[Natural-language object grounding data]

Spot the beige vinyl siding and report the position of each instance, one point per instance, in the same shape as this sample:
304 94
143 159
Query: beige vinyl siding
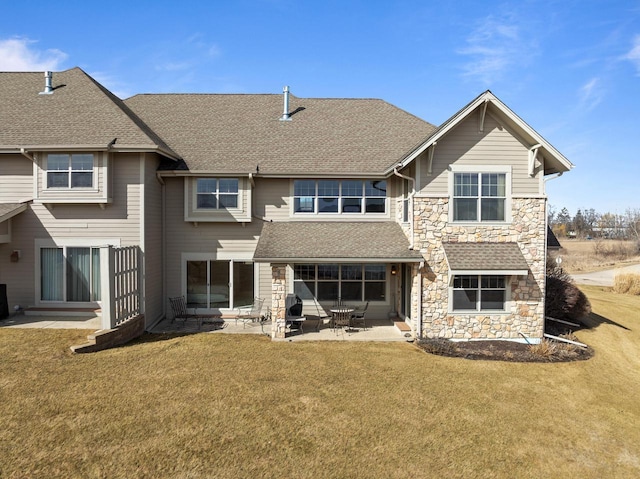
119 220
241 214
152 244
465 145
273 202
271 199
16 179
100 193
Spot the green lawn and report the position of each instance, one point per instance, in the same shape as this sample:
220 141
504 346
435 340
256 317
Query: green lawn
228 406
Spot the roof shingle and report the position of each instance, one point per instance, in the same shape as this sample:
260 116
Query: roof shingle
236 133
79 112
332 241
485 257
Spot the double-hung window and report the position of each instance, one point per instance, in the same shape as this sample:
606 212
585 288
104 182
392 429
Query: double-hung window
217 193
479 293
339 196
73 170
479 196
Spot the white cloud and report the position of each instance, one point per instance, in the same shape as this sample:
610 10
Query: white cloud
493 47
18 54
591 94
634 54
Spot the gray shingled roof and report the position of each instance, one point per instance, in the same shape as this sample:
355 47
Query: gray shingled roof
329 241
236 133
8 210
485 257
79 112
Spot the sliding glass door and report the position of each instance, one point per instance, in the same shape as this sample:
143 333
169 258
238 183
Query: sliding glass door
219 284
70 274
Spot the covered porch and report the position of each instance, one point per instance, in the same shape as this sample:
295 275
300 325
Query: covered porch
360 264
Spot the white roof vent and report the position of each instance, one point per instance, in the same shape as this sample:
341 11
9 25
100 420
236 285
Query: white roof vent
48 81
286 116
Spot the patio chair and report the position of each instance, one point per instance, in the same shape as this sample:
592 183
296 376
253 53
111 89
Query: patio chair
293 314
250 313
358 317
322 314
342 320
179 307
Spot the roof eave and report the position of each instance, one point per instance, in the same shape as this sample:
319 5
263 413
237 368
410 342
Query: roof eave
486 97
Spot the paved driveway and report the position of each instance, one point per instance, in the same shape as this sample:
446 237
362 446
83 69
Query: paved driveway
604 278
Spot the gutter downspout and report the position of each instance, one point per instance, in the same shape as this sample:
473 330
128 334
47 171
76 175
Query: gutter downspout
546 238
163 241
411 195
419 318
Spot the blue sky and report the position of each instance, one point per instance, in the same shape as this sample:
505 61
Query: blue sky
569 68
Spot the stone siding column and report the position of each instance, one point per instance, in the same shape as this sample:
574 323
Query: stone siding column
278 297
524 314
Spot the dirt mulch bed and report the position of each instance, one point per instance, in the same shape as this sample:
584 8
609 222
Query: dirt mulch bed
548 351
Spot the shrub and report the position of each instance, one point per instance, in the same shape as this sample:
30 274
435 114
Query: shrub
627 284
544 349
564 300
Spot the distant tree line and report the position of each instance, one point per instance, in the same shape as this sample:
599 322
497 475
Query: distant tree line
588 223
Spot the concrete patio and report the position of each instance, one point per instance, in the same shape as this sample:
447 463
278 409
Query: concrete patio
313 328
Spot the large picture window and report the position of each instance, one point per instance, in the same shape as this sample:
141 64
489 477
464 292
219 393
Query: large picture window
70 170
479 293
217 193
339 196
350 282
70 274
479 196
219 284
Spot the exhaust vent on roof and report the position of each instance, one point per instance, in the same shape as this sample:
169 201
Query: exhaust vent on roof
286 116
48 81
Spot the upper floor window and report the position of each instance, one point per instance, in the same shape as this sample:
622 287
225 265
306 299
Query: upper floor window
479 196
217 193
70 170
339 196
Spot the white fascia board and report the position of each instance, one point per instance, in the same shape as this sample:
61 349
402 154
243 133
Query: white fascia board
490 272
338 260
445 128
13 213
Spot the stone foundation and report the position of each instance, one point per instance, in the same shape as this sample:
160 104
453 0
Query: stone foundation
524 315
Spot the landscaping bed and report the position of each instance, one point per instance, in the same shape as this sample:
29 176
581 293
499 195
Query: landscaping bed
545 352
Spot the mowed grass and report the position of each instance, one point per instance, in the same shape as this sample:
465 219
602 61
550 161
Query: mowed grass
596 255
230 406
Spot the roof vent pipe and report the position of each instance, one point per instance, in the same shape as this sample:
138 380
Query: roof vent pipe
48 88
285 112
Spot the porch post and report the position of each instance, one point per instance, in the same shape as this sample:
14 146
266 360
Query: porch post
107 287
278 296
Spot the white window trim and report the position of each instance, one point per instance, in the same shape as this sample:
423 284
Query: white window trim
316 215
220 256
387 280
241 214
70 171
468 312
97 194
40 243
453 169
238 195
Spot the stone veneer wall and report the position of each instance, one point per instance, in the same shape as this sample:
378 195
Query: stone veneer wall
525 306
278 300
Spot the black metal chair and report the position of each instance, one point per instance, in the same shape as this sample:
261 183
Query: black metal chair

**Exercise goal**
Every line above should be transcribed exactly, though no image should be carried over.

**Solution to the problem**
Spot the beige vinyl siding and report the position of each instance, one point per instance, in the same shape as this sample:
304 94
143 159
Query: beige vinyl siding
119 220
241 214
152 244
465 145
273 202
271 199
16 179
100 193
Spot the green lawn and report the position of each instance, one point per instance, in the same shape as this sample:
220 141
504 346
435 340
256 317
Query: green lawn
228 406
Spot the roof shingle and report the position of each instance, one point per instance, in the same shape as this sample:
260 116
Query: roof shingle
236 133
79 112
332 241
485 257
Spot the double-hung window and report the position of each instance, one point per instance, in the same shape as this sample:
606 212
585 288
104 182
392 429
Query: double-hung window
217 193
479 293
339 196
73 170
479 196
Spot the white cloud and report the position of each instance, one point per instance, in the same shape as this sample:
610 10
Query: white cloud
493 47
18 54
591 94
634 54
Spot the gray shingled roof and report the position of each instance, one point per instance, in the same shape as this sample:
355 47
Query: gray shingled roof
329 241
236 133
8 210
485 257
79 112
Spot the sliding glass door and report the position of each instance, one point per instance, in the same shape as this sample:
143 333
169 258
238 183
Query: sliding glass door
219 284
70 274
Spot the covered porch and report the position of each instance, one point per instance, in the same shape as this sample:
295 275
300 325
Query: covered porch
360 264
Spot the white roof vent and report the position of each instance, one point per instance, in the same shape as this sample:
341 11
9 25
100 420
236 285
Query: white roof vent
48 81
286 116
Spot the patio chair and report the position of each instance, one point per instance, in the same shape as this sample:
592 183
296 376
253 53
111 89
Query: patio chair
293 314
250 313
358 317
322 314
342 320
179 307
Spot the roof eave and report the position of each instance, one point per instance, in the same shape as this sample:
319 5
263 413
237 368
410 342
Query: roof eave
486 97
Spot the paved driveway and report the position of each instance, one point per instance, in the same shape as this sample:
446 237
362 446
83 69
Query: paved driveway
604 278
Spot the gutter downspout and report the position of each instance, one point per instance, in the same shape as this sample:
473 330
128 334
47 171
76 175
Query: gutter downspout
546 238
163 241
411 195
419 318
Spot the blue sky and report the position of each instance, one point per instance, in the same shape as this sample:
505 61
Query: blue sky
569 68
Spot the stone siding column and report the position of each instance, one point per instance, in the same shape as this sample:
574 323
Query: stone siding column
278 297
524 314
Spot the dirt mulch bed and report the position of each instance, one point per instance, in the same shape as this sample:
584 8
609 222
Query: dirt mulch bed
548 351
Spot the shrub and report the position of each instance, one point per instance, in the same shape as this sample:
30 274
435 114
Query: shrub
627 284
544 349
564 300
Spot the distant tree line and report the position of each instance, one point per instance, in the same shape as this sample:
599 322
497 475
Query: distant tree line
588 223
Spot the concrete patio and report the position of each instance, one point per instance, in the same shape as this sample:
447 463
278 409
Query: concrete patio
313 328
Spot the large picture window and report the position of each instance, one point per instance, in the same shape as this sample:
141 64
489 477
464 292
219 393
Query: large picture window
70 170
479 293
217 193
339 196
350 282
70 274
479 196
219 284
Spot the exhaust vent on roof and report the position of each instance, one point per instance, in the same shape as this sample:
169 201
Query: exhaust vent on roof
286 116
48 81
Spot the upper floor window and report the position of each instance, one point per instance, in the same shape as this sample:
622 287
225 265
306 299
Query: upper floor window
479 196
217 193
70 170
339 196
Spot the white fascia board and report the position of each instance, one point per instance, in the same shape as this sample:
61 349
402 154
243 133
Query: white fascia board
490 272
338 260
445 128
13 213
Spot the stone foundation and report the position of each instance, one point per instance, in the same shape as this sample:
160 104
453 0
Query: stone foundation
524 315
Spot the landscaping bed and report the position of each instance, one point per instance, in the same shape as this sample:
29 176
581 293
499 195
Query: landscaping bed
545 352
Spot the mowed grass and report the position of each instance, one point per instance, in the same shape as this sample:
465 219
602 61
550 161
Query: mowed grass
596 255
230 406
Spot the roof vent pipe and report the position of each instance, one point per instance, in the same shape as this sample:
138 380
Query: roof vent pipe
48 88
285 112
Spot the porch post and report the position of each instance, one point per instance, in the same shape as this sample:
14 146
266 360
Query: porch post
107 287
278 296
Spot the white window trim and report the position of each instance, one point per instance, in the same shape as this sample:
423 284
Query: white window trim
316 215
220 256
387 280
241 214
70 171
468 312
97 194
40 243
453 169
238 195
Spot the stone veneer wall and report the position of each instance, one point per instance, in the same shape as this sample:
378 195
Query: stone veneer wall
525 306
278 300
Spot the black metal chair and report the position of each instance, one point per instance, in the same shape as this sample:
261 183
Query: black metal chair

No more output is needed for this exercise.